Le problème, c’est que François Bayrou, entre temps, avait appelé à voter pour François Hollande au second tour, ce qui rendait quasiment impossible toute réunion des centristes à court terme.
L’UDI puis l’UDI-MoDem
Finalement, en particulier sur recommandation de Simone Veil et de son sympathique époux aujourd’hui disparu, Jean-Louis Borloo s’est engagé à regrouper tous les centristes de l’opposition durant l’été 2012 en fondant
l’UDI le 21 octobre 2012 à la Mutualité de Paris, sous la forme d’une confédération de mouvements, en fédérant aussi des personnalités comme Jean-Christophe Fromantin (député-maire de
Neuilly-sur-Seine), l’ancienne ministre Chantal Jouanno, etc. sous la "bénédiction" télévisuelle de Valéry
Giscard d’Estaing.
L’étape de 2013, un an après, est donc l’alliance de ce centre droit qui s’écarte de plus en plus de l’UMP
avec le MoDem qui a été laminé aux dernières élections législatives et qui s’éloigne de toute tentative de centre gauche.
C’est la position de François Bayrou désormais résolument dans l’opposition qui a été l’élément majeur de ce
rapprochement. Il faut dire qu’il y avait de quoi être déçu : trop soucieux de son "peuple de gauche", François Hollande n’a fait aucun geste en sa direction, pas même aux élections
législatives, alors qu’il lui apportait de nombreux suffrages pour un second tour présidentiel assez serré. Les multiples incohérences du gouvernement actuel (faut-il les énumérer ?) ont
convaincu François Bayrou qu’il fallait le combattre avec détermination.
Les points d’achoppement
Il y en a quelques-uns de connus, comme, pour les uns, le problème d’alliance du MoDem avec des listes
socialistes aux municipales (Lille, Dijon, Grenoble, Marseille, Laval…), probablement aussi un problème de leadership à Paris (certains envisagent même une primaire pour départager Marielle de
Sarnez et Christian Saint-Étienne) et d’alliance éventuelle avec Nathalie Kosciusko-Morizet, et, pour les
autres, la nécessité d’autonomie qui reste valable aussi en refusant l’automatisme d’alliance nationale avec l’UMP.

Enregistrements extraits:
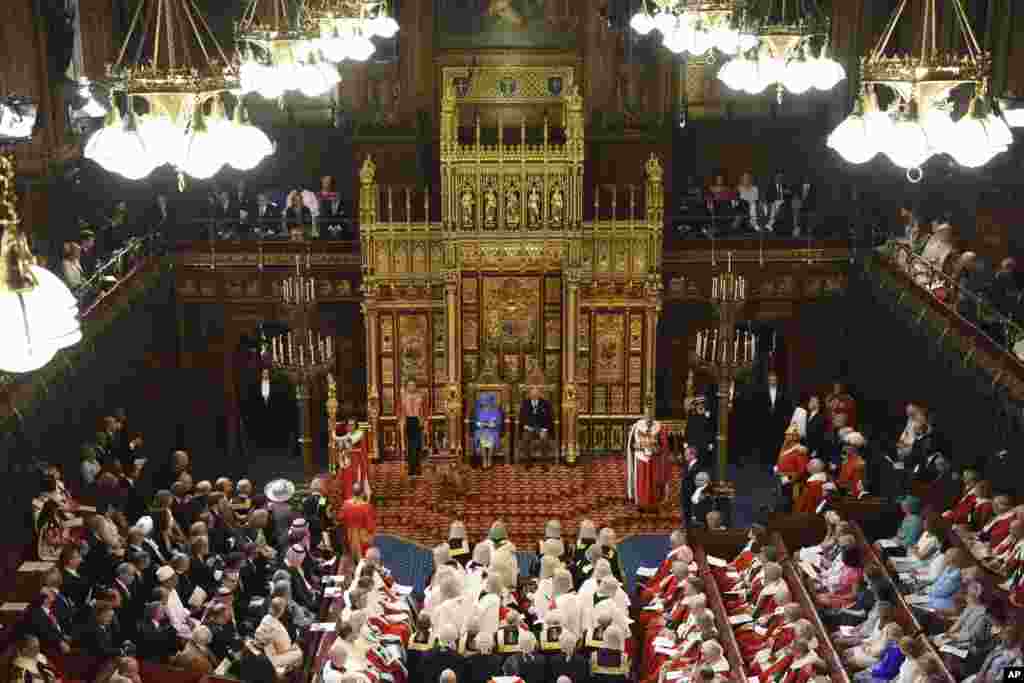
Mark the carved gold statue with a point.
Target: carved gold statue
(489, 207)
(467, 208)
(534, 207)
(512, 208)
(557, 206)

Série d'exercices:
1 – Transcrivez fidèlement le passage de l'extrait sur l'UDI et le MoDem allant de « L’UDI puis l’UDI-MoDem » jusqu'à « de centre gauche. » inclus.
2 – D'après l'extrait sur l'UDI et le MoDem, à quelle date et en quel lieu l'UDI a-t-elle été fondée ?
3 – Énumérez toutes les villes que l'extrait sur l'UDI et le MoDem cite à propos des alliances du MoDem avec des listes socialistes aux municipales.

Corrigé:
1 –
L’UDI puis l’UDI-MoDem
Finalement, en particulier sur recommandation de Simone Veil et de son sympathique époux aujourd’hui disparu, Jean-Louis Borloo s’est engagé à regrouper tous les centristes de l’opposition durant l’été 2012 en fondant
l’UDI le 21 octobre 2012 à la Mutualité de Paris, sous la forme d’une confédération de mouvements, en fédérant aussi des personnalités comme Jean-Christophe Fromantin (député-maire de
Neuilly-sur-Seine), l’ancienne ministre Chantal Jouanno, etc. sous la "bénédiction" télévisuelle de Valéry
Giscard d’Estaing.
L’étape de 2013, un an après, est donc l’alliance de ce centre droit qui s’écarte de plus en plus de l’UMP
avec le MoDem qui a été laminé aux dernières élections législatives et qui s’éloigne de toute tentative de centre gauche.

2 – Le 21 octobre 2012, à la Mutualité de Paris.

3 – Lille, Dijon, Grenoble, Marseille, Laval